▶ [阅读摘录]
++++++++
RxJS并行队列与并发工作者？

Question

RxJS并行队列与并发工作者？

parallel-processingrxjsqueueconcurrent-queue

4

假设我想下载 10,000 个文件。我可以轻松地建立一个包含这些文件的队列（如果有更好的方法，欢迎提供建议）。

import request from 'request-promise-native';
import {from} from 'rxjs';

let reqs = [];
for ( let i = 0; i < 10000; i++ ) {
  reqs.push(
    from(request(`http://bleh.com/${i}`))
  )
};

现在我有一个由Promise创建的Rx.JS observable数组，代表我的队列。现在我想要实现以下行为：

向服务器发出三个并发请求
在一个请求完成之后，我希望发出一个新的请求。

我可以解决这个问题，但是考虑到诸如我从未使用过的Rxjs队列等因素，我想知道最正确的Rxjs方法是什么。
++++++++
▶ [所给材料]
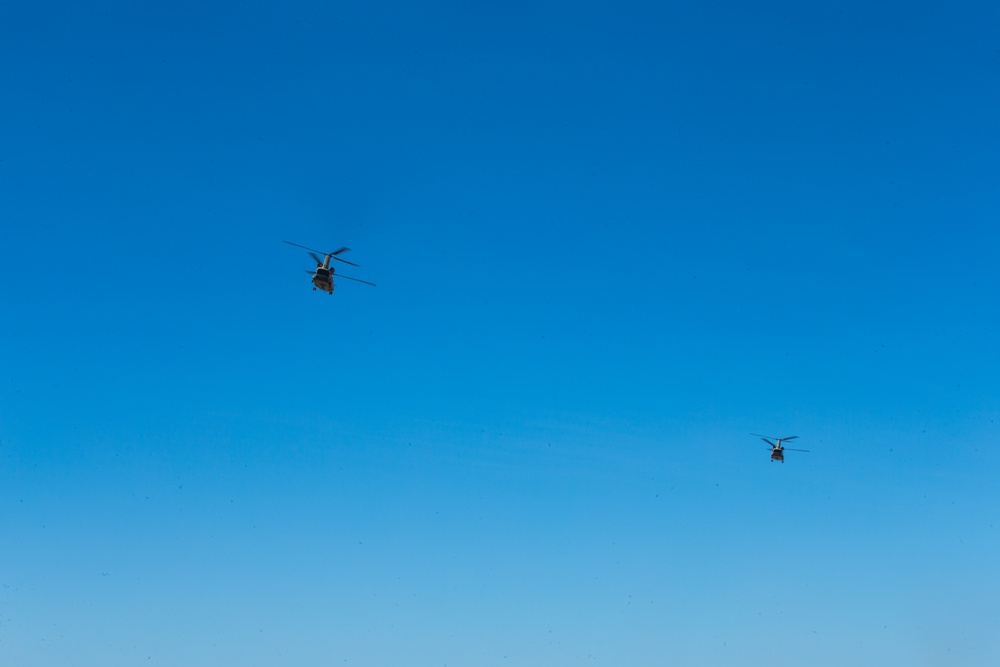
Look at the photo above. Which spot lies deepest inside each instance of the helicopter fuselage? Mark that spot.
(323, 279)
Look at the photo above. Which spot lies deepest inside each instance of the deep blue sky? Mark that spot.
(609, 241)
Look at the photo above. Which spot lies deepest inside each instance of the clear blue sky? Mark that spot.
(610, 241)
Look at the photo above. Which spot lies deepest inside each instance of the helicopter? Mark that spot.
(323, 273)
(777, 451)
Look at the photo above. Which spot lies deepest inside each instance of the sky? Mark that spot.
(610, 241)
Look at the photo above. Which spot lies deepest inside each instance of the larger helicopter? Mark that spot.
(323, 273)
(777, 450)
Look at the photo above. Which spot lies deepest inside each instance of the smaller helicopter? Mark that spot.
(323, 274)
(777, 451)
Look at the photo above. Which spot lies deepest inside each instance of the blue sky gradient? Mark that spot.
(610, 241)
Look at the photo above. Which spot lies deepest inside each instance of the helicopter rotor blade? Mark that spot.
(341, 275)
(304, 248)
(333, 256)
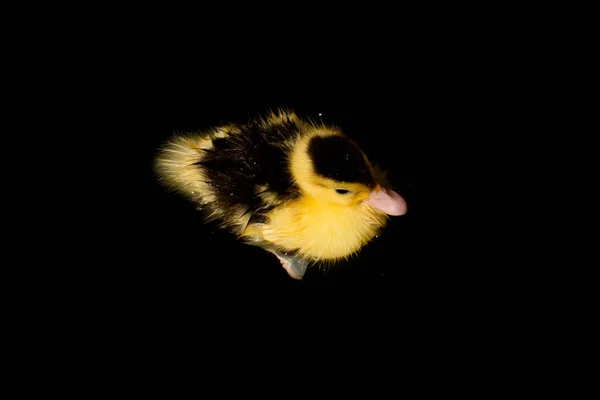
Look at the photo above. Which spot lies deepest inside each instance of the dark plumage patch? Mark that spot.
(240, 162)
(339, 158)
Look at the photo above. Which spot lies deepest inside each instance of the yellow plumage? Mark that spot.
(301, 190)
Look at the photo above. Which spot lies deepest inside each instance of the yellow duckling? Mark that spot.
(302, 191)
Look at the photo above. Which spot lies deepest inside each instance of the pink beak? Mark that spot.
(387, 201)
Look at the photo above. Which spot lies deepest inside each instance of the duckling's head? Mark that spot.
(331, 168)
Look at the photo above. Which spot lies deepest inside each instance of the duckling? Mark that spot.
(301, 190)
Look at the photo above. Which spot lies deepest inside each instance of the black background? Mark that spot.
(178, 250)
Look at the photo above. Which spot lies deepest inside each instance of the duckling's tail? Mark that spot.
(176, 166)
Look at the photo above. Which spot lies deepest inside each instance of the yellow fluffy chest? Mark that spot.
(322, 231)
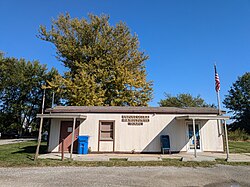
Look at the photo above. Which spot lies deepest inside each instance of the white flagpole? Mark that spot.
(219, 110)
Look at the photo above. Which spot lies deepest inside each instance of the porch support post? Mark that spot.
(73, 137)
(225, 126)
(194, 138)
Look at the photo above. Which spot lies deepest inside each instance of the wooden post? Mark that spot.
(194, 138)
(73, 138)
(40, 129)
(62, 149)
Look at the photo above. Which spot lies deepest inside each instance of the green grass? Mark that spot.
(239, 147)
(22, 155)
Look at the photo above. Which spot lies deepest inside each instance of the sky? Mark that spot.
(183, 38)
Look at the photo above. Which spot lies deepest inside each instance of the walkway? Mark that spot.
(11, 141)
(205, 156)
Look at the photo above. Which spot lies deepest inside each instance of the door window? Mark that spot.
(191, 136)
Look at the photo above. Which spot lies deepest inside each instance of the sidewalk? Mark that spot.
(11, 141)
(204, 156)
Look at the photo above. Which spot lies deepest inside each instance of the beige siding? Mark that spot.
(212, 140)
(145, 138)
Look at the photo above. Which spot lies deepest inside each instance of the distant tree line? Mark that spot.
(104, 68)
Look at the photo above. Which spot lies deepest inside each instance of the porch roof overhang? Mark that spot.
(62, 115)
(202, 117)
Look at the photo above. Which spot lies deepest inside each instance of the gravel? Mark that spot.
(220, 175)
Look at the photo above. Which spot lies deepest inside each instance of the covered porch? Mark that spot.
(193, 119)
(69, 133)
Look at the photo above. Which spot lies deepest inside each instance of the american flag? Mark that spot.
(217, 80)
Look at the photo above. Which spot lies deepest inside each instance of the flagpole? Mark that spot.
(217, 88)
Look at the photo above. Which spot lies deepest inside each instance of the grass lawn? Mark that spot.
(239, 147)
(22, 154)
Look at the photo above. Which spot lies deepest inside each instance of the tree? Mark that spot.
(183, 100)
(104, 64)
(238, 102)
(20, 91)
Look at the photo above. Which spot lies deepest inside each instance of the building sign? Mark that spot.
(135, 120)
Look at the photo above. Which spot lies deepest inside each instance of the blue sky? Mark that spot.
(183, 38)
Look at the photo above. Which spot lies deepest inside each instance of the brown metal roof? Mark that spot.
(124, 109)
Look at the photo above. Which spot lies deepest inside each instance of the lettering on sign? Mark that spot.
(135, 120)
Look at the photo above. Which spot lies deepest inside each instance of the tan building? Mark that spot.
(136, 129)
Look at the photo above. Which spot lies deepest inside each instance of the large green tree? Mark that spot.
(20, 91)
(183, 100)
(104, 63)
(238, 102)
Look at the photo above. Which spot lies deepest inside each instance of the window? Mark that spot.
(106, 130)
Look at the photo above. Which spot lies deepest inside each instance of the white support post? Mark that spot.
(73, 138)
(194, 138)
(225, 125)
++++++++
接着那篇关于 RxJS 并发请求队列的提问往下写，从其最后一句之后开始。 这些材料与前面那段 RxJS 提问没有关系。

▶ [书面回答]
- Evan Carroll

1

请查看 https://github.com/cartant/rxjs-etc/blob/master/source/observable/forkJoinConcurrent.ts 。 - cartant

@cartant 那段代码真是太棒了，你能否稍微注释一下并解释一下其中的运作原理——如果不在 Github 上的话？我想我可以从中学到很多东西。 - Evan Carroll

2个回答

2

我在2021年也遇到了同样的问题，并且能够利用@cartant的答案解决，所以我想分享一下：

index.ts

import request from 'request-promise-native';
import { from, defer } from "rxjs";
import { forkJoinConcurrent } from './forkJoinConcurrent';

const handleRequest = async (id: string) => await request.get(`http://bleh.com/${id}`, { json: true });

const ids: string[] = [...Array(10000).keys()].map((k: number) => k.toString());

const concurrent: number = 3;

/* use `defer` instead of `from` to generate the Observables. 
 `defer` uses a factory to generate the promise and it will execute 
 the factory only when it is subscribed to */

const observables = ids.map((id: string) => defer(() => from(handleRequest(id))))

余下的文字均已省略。